AIM OF THE EXERCISE:
Arrange every line of the material below as a Markdown table with the columns "Row" and "Line." Number each row and skip blank lines.

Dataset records
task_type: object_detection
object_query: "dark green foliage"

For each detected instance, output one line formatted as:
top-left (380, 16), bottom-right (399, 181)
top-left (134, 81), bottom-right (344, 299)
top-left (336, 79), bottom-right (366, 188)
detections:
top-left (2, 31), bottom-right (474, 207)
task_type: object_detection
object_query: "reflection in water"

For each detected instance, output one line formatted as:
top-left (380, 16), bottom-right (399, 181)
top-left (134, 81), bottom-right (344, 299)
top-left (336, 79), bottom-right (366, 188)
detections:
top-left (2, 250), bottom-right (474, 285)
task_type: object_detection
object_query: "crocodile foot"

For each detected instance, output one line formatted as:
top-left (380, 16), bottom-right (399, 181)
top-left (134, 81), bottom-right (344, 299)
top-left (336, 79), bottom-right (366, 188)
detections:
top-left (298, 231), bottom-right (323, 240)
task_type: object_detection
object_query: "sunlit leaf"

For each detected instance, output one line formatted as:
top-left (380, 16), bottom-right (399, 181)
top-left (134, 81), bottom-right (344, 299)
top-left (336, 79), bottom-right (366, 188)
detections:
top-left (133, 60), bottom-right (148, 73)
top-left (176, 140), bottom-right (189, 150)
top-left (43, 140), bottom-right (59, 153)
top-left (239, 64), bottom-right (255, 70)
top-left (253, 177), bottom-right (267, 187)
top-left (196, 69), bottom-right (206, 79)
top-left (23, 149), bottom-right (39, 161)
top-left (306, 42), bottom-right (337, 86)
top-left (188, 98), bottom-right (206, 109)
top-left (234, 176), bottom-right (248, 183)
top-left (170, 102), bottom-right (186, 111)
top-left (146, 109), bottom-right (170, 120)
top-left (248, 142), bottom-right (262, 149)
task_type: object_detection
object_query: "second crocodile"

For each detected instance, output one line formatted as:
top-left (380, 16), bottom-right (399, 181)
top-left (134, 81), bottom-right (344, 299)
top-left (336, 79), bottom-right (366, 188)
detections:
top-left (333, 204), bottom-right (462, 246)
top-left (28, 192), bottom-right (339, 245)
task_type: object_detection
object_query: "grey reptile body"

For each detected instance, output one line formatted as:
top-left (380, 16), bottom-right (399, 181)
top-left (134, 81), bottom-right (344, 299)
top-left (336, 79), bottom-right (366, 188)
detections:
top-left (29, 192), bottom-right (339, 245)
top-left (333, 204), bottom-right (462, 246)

OUTPUT FOR THIS EXERCISE:
| Row | Line |
|---|---|
| 1 | task_type: object_detection |
| 2 | object_query: "dark green foliage" |
| 3 | For each detected instance, output one line formatted as: |
| 4 | top-left (380, 16), bottom-right (399, 181) |
| 5 | top-left (134, 81), bottom-right (344, 299) |
| 6 | top-left (336, 79), bottom-right (366, 188) |
| 7 | detections: |
| 8 | top-left (2, 31), bottom-right (474, 207) |
| 9 | task_type: object_detection |
| 10 | object_query: "reflection in water" |
| 11 | For each detected instance, output one line formatted as: |
| 12 | top-left (380, 16), bottom-right (399, 181) |
| 13 | top-left (134, 81), bottom-right (344, 299) |
| 14 | top-left (336, 79), bottom-right (366, 188) |
| 15 | detections: |
| 16 | top-left (2, 250), bottom-right (474, 285) |
| 17 | task_type: object_detection |
| 18 | object_query: "crocodile foot" |
| 19 | For each detected instance, output one line formatted as: |
| 20 | top-left (380, 16), bottom-right (399, 181) |
| 21 | top-left (134, 81), bottom-right (344, 299) |
| 22 | top-left (336, 79), bottom-right (366, 188) |
| 23 | detections: |
| 24 | top-left (298, 231), bottom-right (323, 240) |
| 25 | task_type: object_detection |
| 26 | object_query: "sunlit leaf" |
| 27 | For each detected instance, output one line formatted as: |
| 28 | top-left (380, 16), bottom-right (399, 181) |
| 29 | top-left (134, 81), bottom-right (344, 299) |
| 30 | top-left (336, 79), bottom-right (366, 188) |
| 31 | detections: |
| 32 | top-left (133, 60), bottom-right (148, 73) |
| 33 | top-left (176, 140), bottom-right (189, 150) |
| 34 | top-left (43, 140), bottom-right (59, 153) |
| 35 | top-left (239, 64), bottom-right (255, 70) |
| 36 | top-left (253, 177), bottom-right (267, 187) |
| 37 | top-left (196, 69), bottom-right (206, 79) |
| 38 | top-left (23, 149), bottom-right (39, 161) |
| 39 | top-left (306, 42), bottom-right (337, 86) |
| 40 | top-left (188, 98), bottom-right (206, 109) |
| 41 | top-left (234, 176), bottom-right (248, 183) |
| 42 | top-left (170, 102), bottom-right (186, 111) |
| 43 | top-left (146, 109), bottom-right (170, 120) |
| 44 | top-left (248, 142), bottom-right (262, 149) |
| 45 | task_type: object_detection |
| 46 | object_query: "second crocodile" |
| 47 | For each detected instance, output one line formatted as: |
| 48 | top-left (380, 16), bottom-right (399, 181) |
| 49 | top-left (134, 81), bottom-right (344, 299) |
| 50 | top-left (336, 79), bottom-right (366, 188) |
| 51 | detections: |
| 52 | top-left (333, 204), bottom-right (462, 246) |
| 53 | top-left (28, 192), bottom-right (339, 245) |
| 54 | task_type: object_detection |
| 55 | object_query: "grey reptile body" |
| 56 | For each detected instance, output one line formatted as: |
| 57 | top-left (380, 16), bottom-right (399, 181) |
| 58 | top-left (134, 81), bottom-right (344, 299) |
| 59 | top-left (336, 79), bottom-right (366, 188) |
| 60 | detections: |
| 61 | top-left (29, 192), bottom-right (339, 245) |
| 62 | top-left (333, 204), bottom-right (462, 246) |